---- Items

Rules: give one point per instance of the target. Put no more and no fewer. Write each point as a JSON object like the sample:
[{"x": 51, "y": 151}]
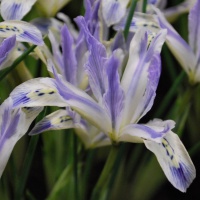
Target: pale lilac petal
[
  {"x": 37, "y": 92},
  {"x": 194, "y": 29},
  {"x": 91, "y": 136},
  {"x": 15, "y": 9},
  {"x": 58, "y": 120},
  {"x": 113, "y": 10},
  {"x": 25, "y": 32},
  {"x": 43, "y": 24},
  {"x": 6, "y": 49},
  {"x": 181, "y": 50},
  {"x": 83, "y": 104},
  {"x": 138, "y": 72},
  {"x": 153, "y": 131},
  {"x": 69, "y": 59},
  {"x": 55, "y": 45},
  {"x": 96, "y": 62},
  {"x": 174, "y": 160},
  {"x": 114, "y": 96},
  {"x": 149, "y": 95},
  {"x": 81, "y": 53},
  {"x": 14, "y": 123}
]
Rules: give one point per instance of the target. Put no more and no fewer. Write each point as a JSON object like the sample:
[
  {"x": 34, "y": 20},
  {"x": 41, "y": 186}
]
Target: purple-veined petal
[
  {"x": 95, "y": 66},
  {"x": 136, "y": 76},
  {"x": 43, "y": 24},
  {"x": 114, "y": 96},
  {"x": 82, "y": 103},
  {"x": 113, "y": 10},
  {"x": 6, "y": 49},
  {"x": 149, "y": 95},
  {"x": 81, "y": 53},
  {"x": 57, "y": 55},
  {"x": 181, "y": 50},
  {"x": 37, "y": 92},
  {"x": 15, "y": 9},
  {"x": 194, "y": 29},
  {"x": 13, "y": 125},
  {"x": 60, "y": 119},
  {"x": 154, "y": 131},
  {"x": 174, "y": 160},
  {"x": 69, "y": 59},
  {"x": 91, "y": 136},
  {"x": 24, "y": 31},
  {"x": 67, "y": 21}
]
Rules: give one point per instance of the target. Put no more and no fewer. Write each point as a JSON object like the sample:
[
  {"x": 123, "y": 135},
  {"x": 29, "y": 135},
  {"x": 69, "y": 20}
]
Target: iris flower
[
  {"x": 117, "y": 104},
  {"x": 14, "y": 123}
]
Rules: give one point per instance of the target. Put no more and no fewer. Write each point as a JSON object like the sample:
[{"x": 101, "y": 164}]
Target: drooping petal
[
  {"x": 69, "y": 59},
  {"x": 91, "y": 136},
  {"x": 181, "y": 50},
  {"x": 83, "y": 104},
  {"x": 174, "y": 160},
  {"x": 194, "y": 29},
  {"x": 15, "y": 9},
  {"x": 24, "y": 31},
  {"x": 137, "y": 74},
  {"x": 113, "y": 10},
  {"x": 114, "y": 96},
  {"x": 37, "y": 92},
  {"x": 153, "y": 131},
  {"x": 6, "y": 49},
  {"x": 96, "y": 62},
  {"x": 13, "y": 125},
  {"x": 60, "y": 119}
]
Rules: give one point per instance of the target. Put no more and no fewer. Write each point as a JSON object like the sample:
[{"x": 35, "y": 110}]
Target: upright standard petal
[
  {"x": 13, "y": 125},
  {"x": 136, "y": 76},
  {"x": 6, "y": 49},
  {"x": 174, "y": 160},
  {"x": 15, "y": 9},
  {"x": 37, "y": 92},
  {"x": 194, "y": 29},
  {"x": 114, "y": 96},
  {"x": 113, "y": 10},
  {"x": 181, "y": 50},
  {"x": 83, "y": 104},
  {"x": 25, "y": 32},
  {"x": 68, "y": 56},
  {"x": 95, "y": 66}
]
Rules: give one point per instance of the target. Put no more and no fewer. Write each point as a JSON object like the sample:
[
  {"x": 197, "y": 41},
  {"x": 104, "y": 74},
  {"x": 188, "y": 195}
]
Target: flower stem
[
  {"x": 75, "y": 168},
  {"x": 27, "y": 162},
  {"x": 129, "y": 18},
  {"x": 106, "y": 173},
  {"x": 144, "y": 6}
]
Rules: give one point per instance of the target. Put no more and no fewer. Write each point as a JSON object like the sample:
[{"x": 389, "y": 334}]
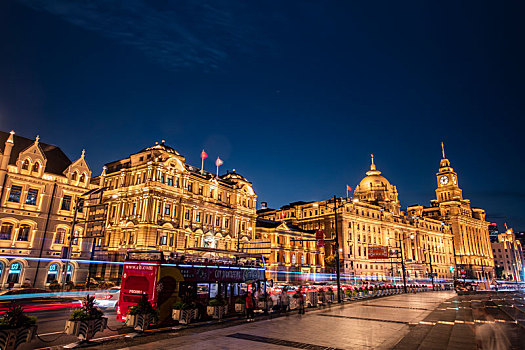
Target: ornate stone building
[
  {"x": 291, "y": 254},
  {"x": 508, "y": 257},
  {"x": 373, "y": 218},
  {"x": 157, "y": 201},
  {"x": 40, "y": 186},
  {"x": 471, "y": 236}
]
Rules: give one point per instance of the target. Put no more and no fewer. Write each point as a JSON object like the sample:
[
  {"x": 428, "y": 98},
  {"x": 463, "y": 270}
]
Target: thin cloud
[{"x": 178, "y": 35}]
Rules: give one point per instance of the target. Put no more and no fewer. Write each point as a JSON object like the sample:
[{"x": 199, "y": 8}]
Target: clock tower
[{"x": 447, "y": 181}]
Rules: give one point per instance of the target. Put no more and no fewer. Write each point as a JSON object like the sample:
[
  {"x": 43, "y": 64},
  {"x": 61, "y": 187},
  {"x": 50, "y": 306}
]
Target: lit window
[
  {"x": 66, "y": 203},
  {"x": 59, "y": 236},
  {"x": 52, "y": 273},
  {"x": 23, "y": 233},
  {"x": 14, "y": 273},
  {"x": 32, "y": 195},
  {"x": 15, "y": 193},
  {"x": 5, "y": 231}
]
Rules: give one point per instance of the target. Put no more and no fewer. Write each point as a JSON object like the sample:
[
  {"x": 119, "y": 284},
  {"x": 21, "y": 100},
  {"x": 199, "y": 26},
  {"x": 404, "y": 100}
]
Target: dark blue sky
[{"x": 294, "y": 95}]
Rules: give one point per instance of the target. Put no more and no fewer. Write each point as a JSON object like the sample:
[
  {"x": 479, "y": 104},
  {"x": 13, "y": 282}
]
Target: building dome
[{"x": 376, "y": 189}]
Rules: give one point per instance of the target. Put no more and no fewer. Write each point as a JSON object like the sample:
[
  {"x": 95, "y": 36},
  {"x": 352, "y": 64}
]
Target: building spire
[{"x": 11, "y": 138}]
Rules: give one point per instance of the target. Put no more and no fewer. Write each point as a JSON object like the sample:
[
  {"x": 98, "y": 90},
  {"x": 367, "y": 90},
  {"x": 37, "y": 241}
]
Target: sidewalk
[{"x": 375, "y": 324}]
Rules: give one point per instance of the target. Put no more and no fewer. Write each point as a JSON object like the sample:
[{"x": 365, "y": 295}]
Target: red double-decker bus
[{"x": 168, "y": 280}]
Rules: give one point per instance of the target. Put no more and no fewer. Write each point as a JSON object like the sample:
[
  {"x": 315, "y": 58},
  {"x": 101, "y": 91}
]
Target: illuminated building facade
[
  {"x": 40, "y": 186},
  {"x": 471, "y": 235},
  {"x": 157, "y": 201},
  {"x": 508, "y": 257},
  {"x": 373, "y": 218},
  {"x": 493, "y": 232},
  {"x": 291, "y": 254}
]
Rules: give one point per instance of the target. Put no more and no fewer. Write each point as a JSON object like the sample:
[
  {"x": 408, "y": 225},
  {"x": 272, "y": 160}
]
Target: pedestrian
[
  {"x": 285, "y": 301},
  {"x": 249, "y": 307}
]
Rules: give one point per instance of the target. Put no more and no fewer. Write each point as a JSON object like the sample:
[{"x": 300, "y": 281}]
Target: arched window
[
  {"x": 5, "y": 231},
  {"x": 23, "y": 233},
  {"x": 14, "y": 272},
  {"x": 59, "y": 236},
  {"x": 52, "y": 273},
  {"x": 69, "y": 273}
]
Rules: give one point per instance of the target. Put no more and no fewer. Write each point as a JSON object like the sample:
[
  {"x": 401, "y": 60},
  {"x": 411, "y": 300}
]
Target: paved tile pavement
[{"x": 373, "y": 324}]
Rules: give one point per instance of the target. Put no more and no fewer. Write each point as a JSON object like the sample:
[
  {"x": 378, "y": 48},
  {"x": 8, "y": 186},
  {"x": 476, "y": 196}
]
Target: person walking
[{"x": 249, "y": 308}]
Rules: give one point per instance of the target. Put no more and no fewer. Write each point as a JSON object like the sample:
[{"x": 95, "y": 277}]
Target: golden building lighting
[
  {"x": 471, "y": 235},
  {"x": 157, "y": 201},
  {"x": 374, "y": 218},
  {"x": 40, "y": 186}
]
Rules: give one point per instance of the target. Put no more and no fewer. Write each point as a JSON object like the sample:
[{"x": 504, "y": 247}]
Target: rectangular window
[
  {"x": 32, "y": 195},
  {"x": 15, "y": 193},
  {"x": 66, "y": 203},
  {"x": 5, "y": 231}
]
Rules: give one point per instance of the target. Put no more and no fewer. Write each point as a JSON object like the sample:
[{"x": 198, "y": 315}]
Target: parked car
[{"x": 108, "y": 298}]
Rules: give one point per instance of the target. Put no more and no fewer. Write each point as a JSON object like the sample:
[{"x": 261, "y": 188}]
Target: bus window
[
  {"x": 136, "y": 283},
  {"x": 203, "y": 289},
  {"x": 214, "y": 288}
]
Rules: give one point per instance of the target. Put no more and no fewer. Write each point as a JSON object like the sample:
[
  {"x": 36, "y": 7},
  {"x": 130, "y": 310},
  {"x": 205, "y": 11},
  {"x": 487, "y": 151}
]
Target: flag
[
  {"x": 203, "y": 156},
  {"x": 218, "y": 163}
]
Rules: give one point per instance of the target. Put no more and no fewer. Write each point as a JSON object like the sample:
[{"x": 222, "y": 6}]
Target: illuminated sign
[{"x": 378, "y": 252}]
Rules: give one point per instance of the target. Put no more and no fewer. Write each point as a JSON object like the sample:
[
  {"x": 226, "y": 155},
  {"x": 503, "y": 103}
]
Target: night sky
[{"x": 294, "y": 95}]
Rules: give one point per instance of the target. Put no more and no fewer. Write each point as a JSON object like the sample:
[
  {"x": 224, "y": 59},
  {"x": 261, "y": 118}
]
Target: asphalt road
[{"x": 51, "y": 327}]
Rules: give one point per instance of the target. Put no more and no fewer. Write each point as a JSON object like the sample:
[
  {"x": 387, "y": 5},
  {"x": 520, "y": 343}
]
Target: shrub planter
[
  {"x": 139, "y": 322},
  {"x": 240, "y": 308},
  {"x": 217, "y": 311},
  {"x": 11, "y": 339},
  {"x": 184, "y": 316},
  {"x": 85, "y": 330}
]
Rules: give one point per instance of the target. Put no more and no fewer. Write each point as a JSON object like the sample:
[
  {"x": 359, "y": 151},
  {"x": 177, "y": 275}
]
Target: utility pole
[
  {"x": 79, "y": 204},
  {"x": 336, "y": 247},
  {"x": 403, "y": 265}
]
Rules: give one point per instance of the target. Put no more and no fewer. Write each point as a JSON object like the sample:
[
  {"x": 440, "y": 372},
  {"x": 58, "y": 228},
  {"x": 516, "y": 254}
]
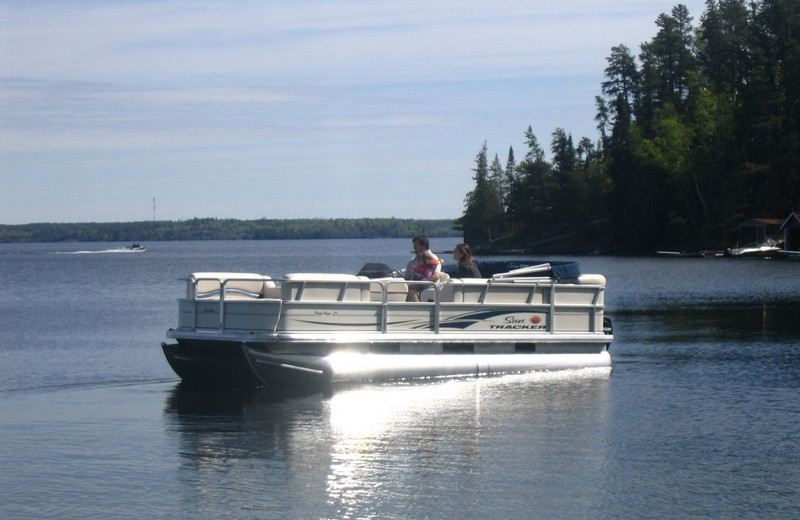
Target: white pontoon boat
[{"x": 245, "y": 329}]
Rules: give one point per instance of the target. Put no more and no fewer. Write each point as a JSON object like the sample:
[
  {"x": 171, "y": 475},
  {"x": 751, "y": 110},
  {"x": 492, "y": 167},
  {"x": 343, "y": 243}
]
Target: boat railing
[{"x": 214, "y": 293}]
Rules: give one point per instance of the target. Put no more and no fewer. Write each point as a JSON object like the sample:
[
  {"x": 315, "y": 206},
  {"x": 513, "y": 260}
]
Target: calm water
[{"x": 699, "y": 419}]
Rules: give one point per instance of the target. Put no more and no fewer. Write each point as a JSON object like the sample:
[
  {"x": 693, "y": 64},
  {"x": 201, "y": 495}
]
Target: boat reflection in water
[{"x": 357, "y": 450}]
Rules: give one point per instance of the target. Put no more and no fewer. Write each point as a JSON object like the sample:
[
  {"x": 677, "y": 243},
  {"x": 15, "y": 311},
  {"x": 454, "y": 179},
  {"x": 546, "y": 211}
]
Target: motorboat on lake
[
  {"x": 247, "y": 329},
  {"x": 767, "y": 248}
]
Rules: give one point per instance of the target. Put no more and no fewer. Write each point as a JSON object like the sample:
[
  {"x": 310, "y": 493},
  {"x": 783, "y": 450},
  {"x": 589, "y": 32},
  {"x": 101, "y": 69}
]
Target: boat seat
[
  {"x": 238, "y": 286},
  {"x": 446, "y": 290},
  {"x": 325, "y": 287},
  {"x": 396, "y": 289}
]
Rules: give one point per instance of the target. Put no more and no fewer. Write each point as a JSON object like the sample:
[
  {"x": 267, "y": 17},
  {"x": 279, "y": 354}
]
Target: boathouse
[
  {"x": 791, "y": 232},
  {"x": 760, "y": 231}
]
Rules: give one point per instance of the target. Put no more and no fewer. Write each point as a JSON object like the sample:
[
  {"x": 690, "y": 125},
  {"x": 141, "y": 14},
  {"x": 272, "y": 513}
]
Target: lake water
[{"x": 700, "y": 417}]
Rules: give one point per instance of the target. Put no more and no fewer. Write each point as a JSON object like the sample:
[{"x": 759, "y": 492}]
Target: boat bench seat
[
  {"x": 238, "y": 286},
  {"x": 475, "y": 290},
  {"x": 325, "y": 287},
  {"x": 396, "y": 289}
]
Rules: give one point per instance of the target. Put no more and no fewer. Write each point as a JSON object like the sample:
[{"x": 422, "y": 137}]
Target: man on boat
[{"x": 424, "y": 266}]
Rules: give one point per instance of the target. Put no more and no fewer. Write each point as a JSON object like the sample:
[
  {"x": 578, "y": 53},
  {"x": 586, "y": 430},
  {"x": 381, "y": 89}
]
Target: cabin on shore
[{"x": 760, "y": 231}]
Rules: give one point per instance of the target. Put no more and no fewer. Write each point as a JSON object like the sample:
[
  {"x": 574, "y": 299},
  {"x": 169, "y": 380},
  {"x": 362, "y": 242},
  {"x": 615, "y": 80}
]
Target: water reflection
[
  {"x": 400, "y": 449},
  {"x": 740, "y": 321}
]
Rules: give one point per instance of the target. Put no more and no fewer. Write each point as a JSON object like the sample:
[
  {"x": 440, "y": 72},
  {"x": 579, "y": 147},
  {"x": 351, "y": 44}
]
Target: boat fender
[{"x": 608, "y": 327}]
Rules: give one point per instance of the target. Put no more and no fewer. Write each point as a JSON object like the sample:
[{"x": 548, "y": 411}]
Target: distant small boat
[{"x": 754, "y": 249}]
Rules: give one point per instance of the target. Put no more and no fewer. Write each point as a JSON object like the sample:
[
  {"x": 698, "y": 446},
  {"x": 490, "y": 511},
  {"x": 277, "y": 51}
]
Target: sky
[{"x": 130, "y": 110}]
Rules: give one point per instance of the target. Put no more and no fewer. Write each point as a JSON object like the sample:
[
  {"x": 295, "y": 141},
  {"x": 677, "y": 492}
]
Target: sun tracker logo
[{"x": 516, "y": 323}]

--------

* Directive *
Return every line from the rows above that contains the string "window", with case counting toward a match.

* Task answer *
Target: lit window
Target: arched window
Target: rectangular window
Target: bus window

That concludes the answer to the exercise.